▶ [About this exercise] Where the line with "of the bare" appears in the records below, start there and transcribe each line exactly through the last.

———

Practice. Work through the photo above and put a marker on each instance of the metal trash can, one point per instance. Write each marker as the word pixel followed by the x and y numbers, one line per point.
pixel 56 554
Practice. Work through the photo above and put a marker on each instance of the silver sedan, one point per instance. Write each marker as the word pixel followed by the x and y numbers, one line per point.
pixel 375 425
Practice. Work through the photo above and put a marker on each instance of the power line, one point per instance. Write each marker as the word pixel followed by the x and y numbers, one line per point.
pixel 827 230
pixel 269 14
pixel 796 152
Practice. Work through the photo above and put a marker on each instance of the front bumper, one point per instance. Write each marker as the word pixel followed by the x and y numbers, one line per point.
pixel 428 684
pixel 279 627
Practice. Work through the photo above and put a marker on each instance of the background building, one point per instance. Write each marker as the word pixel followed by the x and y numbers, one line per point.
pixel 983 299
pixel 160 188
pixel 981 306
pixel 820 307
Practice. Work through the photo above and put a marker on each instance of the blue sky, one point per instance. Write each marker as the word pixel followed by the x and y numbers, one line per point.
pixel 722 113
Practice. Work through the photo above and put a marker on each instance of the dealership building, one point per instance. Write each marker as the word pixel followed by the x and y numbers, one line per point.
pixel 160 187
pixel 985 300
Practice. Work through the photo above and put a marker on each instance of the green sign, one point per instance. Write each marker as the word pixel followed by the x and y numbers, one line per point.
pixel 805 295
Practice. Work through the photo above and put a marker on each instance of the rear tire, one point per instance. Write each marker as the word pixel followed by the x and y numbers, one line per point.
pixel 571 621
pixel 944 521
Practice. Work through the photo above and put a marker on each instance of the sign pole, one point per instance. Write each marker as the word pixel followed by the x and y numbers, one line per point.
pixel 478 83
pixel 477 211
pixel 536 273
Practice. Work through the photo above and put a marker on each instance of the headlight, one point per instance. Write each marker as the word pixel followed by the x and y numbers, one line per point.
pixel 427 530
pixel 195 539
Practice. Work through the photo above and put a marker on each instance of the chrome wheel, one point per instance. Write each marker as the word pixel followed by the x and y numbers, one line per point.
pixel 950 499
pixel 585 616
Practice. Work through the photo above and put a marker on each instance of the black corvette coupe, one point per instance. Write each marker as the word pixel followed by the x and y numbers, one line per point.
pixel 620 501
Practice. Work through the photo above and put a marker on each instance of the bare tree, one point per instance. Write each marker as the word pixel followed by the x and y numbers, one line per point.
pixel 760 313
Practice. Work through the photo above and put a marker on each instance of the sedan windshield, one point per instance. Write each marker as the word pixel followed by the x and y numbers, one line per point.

———

▶ [Answer to the exercise]
Practice. Work through the photo above and put a marker on each instance of the bare tree, one point per instance. Write each marker as the word pixel followed by the x and y numbers, one line per point.
pixel 760 313
Practice. Work through the photo above and put a marker on each instance of the sedan windshield, one point per instance. Write each marker as the word pixel followed by the x and y numbers, one line per point.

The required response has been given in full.